* TASK SET
- 1) In the article on REDCap field validations, at what stage are validations configured?
- 2) Resume the article on REDCap field validations after its last sentence.

* PASSAGE FOR REVIEW
------------------------------------
Data Entry — Field Validations

Article ID RC-DE-05 — Field Validations
Domain Data Entry
Applies To All REDCap project types; data entry users
Prerequisite RC-DE-02 — Basic Data Entry
Version 1.1
Last Updated 2026
Author See KB-SOURCE-ATTESTATION.md
Related Topics RC-CC-08 — Control Center: Home Page, Templates & Project Defaults; RC-DE-06 — Bio-Medical Ontologies; RC-DE-02 — Basic Data Entry; RC-FD-01 — Form Design Overview

1. Overview

This article explains how field validations work in REDCap from a data entry perspective. Validations are predefined checks applied to text box variables that enforce a required format or value range. When you enter a value that does not pass a validation, REDCap displays a popup message before allowing you to continue. Understanding the validation categories — dates and times, numbers, contact information, specialty, and custom — helps you enter data correctly and interpret validation error messages quickly.


2. Key Concepts & Definitions

Validation

A predefined rule attached to a text box variable by the instrument designer that checks whether entered data matches a required format or falls within an allowed value range. Validations are configured at the project design stage; data entry users encounter them but cannot modify them.
------------------------------------
* DATA FOR REVIEW
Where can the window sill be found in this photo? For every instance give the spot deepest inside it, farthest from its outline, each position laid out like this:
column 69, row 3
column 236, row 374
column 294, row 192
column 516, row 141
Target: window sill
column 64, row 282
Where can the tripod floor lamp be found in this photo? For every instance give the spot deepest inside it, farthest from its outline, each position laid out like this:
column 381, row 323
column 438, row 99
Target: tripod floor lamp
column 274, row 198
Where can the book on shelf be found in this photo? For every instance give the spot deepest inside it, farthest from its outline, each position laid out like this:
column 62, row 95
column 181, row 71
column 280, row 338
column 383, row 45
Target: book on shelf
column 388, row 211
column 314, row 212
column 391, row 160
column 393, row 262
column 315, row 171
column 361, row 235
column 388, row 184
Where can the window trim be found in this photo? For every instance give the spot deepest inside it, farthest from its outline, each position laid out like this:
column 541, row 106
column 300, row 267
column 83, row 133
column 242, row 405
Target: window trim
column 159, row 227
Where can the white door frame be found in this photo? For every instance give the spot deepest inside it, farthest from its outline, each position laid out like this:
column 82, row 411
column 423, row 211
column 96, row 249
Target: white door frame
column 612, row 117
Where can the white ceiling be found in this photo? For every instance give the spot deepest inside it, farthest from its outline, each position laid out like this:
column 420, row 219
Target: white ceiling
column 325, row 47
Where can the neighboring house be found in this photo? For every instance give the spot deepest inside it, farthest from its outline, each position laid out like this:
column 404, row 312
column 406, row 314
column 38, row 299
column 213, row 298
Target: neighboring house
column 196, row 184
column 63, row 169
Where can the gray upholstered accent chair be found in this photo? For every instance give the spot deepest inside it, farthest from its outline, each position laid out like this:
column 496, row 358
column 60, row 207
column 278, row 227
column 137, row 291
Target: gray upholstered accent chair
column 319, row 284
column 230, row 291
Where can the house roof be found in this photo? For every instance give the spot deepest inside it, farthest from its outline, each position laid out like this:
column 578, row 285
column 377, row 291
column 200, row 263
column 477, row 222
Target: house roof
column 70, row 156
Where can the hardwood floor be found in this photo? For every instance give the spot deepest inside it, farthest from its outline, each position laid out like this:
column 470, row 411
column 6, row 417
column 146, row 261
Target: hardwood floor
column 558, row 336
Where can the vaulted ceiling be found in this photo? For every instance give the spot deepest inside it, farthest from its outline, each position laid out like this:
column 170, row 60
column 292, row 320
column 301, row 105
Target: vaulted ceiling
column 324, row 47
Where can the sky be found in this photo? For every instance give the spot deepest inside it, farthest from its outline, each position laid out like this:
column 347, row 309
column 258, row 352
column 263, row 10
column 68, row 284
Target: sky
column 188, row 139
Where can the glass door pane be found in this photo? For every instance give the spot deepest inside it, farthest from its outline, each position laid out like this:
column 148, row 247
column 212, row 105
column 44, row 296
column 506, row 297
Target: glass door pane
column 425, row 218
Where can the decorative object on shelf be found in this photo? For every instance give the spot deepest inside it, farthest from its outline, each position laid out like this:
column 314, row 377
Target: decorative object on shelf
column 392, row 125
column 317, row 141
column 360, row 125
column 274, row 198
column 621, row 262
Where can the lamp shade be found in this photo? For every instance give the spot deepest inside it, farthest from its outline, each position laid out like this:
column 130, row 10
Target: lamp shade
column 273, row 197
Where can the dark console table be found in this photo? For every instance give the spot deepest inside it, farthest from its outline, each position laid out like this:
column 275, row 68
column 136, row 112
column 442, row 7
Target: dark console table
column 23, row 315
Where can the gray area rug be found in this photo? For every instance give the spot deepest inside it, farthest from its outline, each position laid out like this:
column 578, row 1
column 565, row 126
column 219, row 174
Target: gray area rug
------------------------------------
* RESULTS FOR THE EXERCISE
- 1) At the project design stage.

- 2)
Validation Error Popup

A dialog box that appears when you attempt to save or move past a field containing a value that does not pass the attached validation. The popup names the validation type and typically describes the expected format.

Field Note

A short snippet of text displayed beneath a text box that provides a hint about the expected format for that variable. Field notes are set by the instrument designer and are visible at all times during data entry.

Placeholder

Text displayed inside a text box before any value has been entered. Placeholders serve the same purpose as field notes but disappear the moment you begin typing. A placeholder is not a prefilled value.

Minimum / Maximum

An optional constraint that can be added to date/time and number validations. By default, min/max constraints are soft: REDCap displays a warning popup if the entered value falls outside the defined range, but the user can acknowledge it and save the value anyway (to allow for legitimate outliers). The instrument designer can override this by adding the action tag @FORCE-MINMAX to the field, which makes the constraint hard — REDCap will not accept any value outside the defined range. Minimums and maximums can be set as hard values (fixed numbers or dates) or dynamic values (derived from another field's answer).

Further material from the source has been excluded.